**PROBLEM STATEMENT:**
Recast the lines of the data below as a numbered list, from the line that contains "occurrence of smartwatch." through the line that contains "(710, 135), (800, 240)", both included. Leave out blank lines.

— START OF PROVIDED INFORMATION —

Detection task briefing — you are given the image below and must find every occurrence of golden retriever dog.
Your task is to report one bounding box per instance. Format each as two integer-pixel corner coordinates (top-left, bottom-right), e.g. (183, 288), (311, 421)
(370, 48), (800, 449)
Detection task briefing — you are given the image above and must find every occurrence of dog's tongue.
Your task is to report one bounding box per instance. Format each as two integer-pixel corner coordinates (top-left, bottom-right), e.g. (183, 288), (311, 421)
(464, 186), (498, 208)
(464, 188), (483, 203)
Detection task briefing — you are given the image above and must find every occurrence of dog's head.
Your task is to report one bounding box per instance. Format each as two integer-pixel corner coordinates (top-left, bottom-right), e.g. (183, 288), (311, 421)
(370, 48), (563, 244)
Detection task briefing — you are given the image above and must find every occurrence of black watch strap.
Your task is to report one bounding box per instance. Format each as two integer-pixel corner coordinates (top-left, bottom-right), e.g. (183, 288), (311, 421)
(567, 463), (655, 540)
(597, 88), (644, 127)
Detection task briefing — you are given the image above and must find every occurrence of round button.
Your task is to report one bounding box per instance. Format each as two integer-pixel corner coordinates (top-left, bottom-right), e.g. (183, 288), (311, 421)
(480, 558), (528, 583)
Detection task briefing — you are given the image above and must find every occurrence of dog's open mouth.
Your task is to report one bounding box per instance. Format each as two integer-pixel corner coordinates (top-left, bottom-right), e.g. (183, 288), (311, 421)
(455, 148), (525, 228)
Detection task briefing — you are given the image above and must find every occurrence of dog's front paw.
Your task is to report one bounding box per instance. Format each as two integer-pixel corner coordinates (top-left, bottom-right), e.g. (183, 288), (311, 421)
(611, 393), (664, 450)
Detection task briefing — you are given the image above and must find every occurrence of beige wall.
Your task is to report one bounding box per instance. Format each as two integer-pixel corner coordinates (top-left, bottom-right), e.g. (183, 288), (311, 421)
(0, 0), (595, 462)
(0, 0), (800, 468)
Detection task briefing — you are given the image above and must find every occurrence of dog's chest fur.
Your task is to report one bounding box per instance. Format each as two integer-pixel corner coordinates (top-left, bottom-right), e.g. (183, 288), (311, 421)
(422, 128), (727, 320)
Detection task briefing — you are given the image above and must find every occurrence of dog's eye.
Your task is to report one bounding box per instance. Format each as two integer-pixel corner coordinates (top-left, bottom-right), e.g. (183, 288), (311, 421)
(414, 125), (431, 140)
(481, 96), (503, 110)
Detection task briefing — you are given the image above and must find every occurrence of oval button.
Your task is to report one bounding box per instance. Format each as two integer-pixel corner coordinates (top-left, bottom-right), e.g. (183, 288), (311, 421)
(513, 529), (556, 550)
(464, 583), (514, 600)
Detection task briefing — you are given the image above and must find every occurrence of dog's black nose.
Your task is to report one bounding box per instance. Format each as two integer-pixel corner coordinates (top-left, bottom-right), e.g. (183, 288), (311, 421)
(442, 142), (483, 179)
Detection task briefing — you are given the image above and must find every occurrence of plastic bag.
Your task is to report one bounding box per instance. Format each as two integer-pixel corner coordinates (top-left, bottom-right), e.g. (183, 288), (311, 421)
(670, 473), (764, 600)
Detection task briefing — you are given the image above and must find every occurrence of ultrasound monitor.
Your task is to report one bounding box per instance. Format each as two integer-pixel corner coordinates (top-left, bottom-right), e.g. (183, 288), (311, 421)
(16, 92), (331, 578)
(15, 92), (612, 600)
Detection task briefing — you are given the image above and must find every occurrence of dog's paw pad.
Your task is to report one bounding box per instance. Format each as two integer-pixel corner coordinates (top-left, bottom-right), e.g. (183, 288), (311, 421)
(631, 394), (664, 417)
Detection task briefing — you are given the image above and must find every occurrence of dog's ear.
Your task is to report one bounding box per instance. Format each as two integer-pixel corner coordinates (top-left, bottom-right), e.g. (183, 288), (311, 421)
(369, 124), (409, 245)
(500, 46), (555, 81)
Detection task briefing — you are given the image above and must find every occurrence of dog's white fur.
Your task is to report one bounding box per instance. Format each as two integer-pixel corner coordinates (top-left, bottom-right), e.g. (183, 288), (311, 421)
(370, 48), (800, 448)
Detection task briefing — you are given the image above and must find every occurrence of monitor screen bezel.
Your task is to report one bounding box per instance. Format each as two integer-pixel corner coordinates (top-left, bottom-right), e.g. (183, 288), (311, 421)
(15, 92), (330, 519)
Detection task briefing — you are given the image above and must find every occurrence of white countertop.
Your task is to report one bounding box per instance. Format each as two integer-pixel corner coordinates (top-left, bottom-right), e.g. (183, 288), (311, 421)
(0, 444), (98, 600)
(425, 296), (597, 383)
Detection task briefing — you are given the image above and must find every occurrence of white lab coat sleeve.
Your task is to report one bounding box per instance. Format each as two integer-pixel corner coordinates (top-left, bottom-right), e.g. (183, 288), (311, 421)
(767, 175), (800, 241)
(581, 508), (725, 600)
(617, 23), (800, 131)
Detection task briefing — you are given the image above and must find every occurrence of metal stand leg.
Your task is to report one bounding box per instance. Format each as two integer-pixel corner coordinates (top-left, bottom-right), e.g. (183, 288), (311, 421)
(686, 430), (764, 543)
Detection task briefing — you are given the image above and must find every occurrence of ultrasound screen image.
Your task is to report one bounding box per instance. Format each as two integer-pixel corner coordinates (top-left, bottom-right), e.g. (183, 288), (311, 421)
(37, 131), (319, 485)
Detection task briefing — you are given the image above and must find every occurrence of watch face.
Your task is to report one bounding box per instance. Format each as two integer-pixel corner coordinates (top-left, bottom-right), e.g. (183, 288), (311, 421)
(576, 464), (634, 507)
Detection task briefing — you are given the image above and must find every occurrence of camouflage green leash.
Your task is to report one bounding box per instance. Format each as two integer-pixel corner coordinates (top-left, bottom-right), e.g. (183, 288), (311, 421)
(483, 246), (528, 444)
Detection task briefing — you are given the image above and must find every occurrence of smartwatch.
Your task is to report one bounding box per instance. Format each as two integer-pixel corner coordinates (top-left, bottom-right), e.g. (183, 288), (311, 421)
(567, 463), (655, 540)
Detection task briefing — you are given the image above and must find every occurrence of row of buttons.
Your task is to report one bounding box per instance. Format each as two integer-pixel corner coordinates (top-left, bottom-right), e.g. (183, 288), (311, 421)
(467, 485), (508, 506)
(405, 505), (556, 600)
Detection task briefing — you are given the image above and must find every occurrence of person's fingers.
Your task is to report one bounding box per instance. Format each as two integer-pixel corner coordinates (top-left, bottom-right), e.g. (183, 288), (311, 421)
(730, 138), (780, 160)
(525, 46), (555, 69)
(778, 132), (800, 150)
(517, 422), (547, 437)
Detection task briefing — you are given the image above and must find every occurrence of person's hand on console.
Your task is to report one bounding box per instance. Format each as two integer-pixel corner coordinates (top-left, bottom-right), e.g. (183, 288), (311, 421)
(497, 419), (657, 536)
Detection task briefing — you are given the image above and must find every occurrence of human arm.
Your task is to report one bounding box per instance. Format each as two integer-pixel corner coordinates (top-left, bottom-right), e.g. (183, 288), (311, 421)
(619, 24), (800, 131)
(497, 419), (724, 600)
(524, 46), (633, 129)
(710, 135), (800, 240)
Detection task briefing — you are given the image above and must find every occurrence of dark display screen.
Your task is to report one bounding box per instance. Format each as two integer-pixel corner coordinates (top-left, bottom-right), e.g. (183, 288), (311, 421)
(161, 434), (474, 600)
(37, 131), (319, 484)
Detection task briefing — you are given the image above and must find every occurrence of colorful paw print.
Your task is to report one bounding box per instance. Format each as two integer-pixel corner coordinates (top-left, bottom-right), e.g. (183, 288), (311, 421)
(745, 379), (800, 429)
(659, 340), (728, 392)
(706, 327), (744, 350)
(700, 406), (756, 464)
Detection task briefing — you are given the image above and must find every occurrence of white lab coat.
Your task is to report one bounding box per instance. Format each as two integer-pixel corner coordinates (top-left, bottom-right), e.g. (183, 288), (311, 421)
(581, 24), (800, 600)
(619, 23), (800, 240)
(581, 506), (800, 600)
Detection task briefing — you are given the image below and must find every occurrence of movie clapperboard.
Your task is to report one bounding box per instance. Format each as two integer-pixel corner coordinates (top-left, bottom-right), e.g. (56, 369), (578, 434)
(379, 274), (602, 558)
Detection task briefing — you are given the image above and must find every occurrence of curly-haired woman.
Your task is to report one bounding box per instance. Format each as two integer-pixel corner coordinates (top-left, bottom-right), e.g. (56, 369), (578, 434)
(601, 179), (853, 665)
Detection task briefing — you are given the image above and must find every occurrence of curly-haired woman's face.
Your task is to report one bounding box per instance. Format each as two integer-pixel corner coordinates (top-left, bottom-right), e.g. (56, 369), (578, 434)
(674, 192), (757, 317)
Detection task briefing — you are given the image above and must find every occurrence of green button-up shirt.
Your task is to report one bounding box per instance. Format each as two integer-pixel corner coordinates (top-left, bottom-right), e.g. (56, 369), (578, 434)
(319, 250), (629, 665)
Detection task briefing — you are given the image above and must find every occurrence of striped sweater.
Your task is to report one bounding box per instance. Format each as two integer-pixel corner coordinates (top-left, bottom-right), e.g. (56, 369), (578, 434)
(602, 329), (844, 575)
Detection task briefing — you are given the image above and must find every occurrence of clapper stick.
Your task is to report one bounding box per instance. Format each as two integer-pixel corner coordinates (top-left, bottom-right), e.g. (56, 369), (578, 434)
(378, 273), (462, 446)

— END OF PROVIDED INFORMATION —

**COMPLETED EXERCISE:**
1. Detection task briefing — you are given the image above and must find every occurrence of smartwatch.
2. Your task is to report one bounding box per instance. Format each as two integer-pixel corner coordinates (top-left, bottom-right), e.g. (183, 288), (311, 421)
3. (567, 463), (655, 540)
4. Detection task briefing — you are given the image above and must find every occurrence of row of buttons.
5. Your task is to report one bounding box per instance. Format each as two integer-pixel corner coordinates (top-left, bottom-right), e.g. (183, 288), (311, 421)
6. (467, 485), (508, 506)
7. (405, 505), (556, 600)
8. Detection task briefing — you are given the image above and must find every occurrence of person's fingers.
9. Your task is to report one bounding box per instance. Format each as two integer-pixel corner coordinates (top-left, bottom-right), e.g. (183, 288), (311, 421)
10. (730, 138), (780, 160)
11. (525, 46), (555, 69)
12. (778, 132), (800, 150)
13. (517, 422), (547, 437)
14. Detection task briefing — you are given the image above and must find every occurrence of person's hand on console.
15. Your task is to report one bounding box per instance. Format each as two integer-pixel corner coordinates (top-left, bottom-right), e.g. (183, 288), (311, 421)
16. (497, 419), (657, 536)
17. Detection task briefing — you are given the image above and must find every occurrence of human arm.
18. Your task is to report one bounding box per instance. Format each as two integer-pixel corner coordinates (top-left, bottom-right), e.g. (183, 288), (311, 421)
19. (619, 24), (800, 131)
20. (497, 419), (724, 600)
21. (524, 46), (633, 129)
22. (710, 135), (800, 240)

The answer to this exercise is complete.